Activity list:
• 1. For the plot summary below, decide whether each statement agrees with it: (a) Sunny hosts the party at the Safari Club, where she used to work; (b) Lou closed the bar to his regular patrons for the party; (c) the coup takes place in the Emir's country of Ohtar. Answer yes or no for each, and quote the deciding words of the plot summary.
• 2. Write out, word for word, the part of the plot summary below that opens with the words containing "Sunny is unaware" and closes with "build its base.".

(Excerpted text begins)

Sunny is unaware that in the Emir's country, the local population is aware that Sunny is to be a new Queen, and anger is growing. Sunny is told that the Emir wants to meet her personally, and that she is to "show him a good time." She views this invitation as an opportunity to assist her former boss, Lou, by hosting a party at his struggling Safari Club, where she used to work. Lou has not closed the bar to his regular patrons, and Sunny has invited friends of her own. The party gets out of control, the Police make arrests, and the media film all of this.

Ambassador St. John sees this as a perfect opportunity to finally make the trade. She tells Sunny to go with the Emir to "represent her country" and make amends. Sunny arrives in the Emir's country to find a mural of herself in wedding attire. She realizes it's a set-up, that she was traded so the US could build its base.

The Emir confirms this. Unable to produce sons, he needs a new wife. Before an angry Sunny can respond, a violent coup d'état takes place in the Emir's country of Ohtar, and the two are forced to flee.

(Excerpted text ends)
(Data section begins)

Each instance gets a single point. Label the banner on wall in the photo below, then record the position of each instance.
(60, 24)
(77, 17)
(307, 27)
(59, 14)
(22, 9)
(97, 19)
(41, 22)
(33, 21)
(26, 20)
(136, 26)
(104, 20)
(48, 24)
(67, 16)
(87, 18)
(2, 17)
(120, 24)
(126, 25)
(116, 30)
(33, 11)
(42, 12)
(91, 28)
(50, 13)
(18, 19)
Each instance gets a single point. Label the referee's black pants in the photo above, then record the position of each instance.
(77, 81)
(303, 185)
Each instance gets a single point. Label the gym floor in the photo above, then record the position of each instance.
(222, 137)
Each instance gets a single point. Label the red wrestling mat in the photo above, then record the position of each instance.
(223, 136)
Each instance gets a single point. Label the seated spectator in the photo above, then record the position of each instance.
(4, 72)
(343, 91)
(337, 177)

(Data section ends)
(Data section begins)

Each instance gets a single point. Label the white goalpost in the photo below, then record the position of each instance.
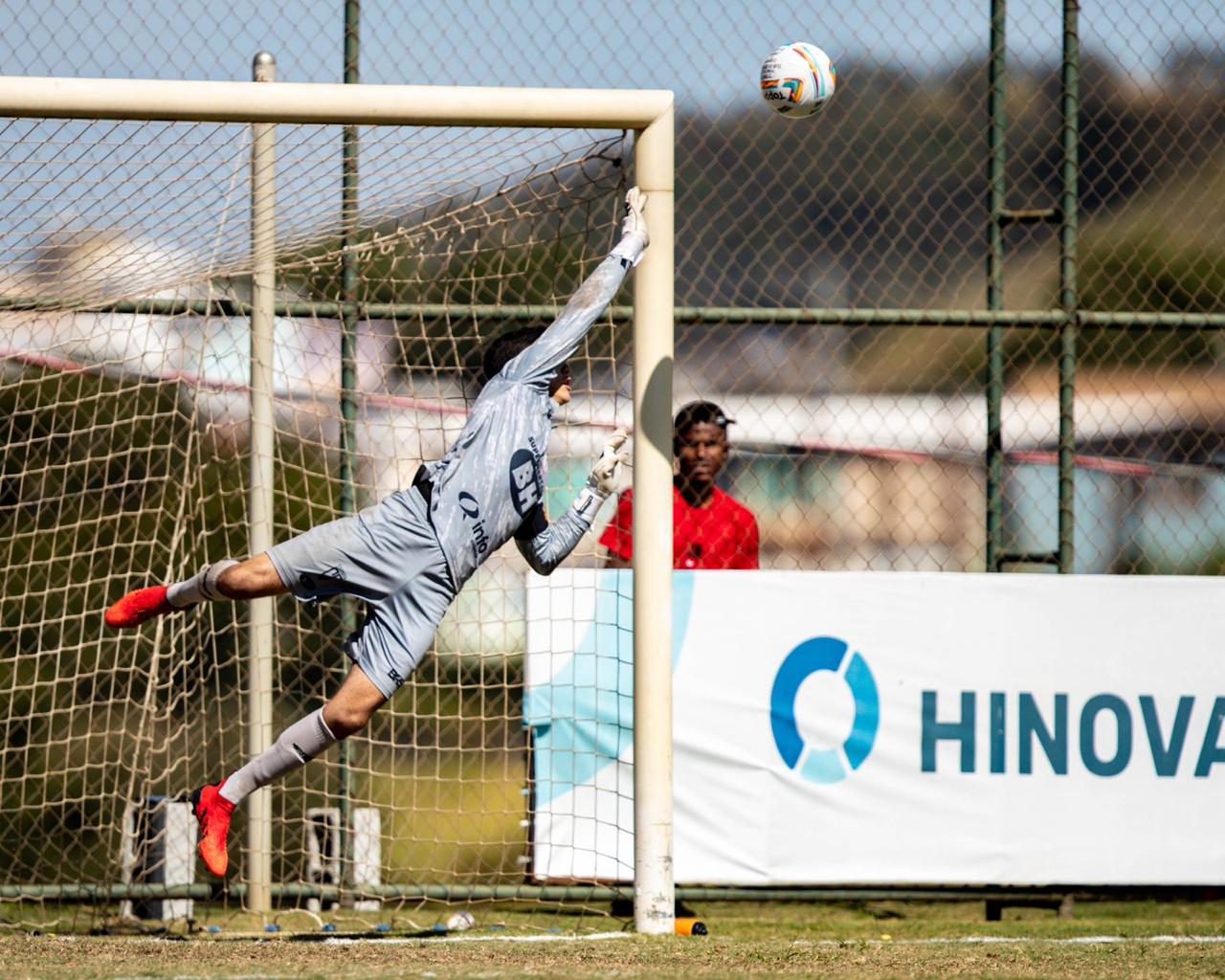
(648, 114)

(Data section ends)

Solution set:
• 1.
(a) Yes: "by hosting a party at his struggling Safari Club, where she used to work"
(b) No: "Lou has not closed the bar to his regular patrons"
(c) Yes: "a violent coup d'état takes place in the Emir's country of Ohtar"

• 2.
Sunny is unaware that in the Emir's country, the local population is aware that Sunny is to be a new Queen, and anger is growing. Sunny is told that the Emir wants to meet her personally, and that she is to "show him a good time." She views this invitation as an opportunity to assist her former boss, Lou, by hosting a party at his struggling Safari Club, where she used to work. Lou has not closed the bar to his regular patrons, and Sunny has invited friends of her own. The party gets out of control, the Police make arrests, and the media film all of this.

Ambassador St. John sees this as a perfect opportunity to finally make the trade. She tells Sunny to go with the Emir to "represent her country" and make amends. Sunny arrives in the Emir's country to find a mural of herself in wedding attire. She realizes it's a set-up, that she was traded so the US could build its base.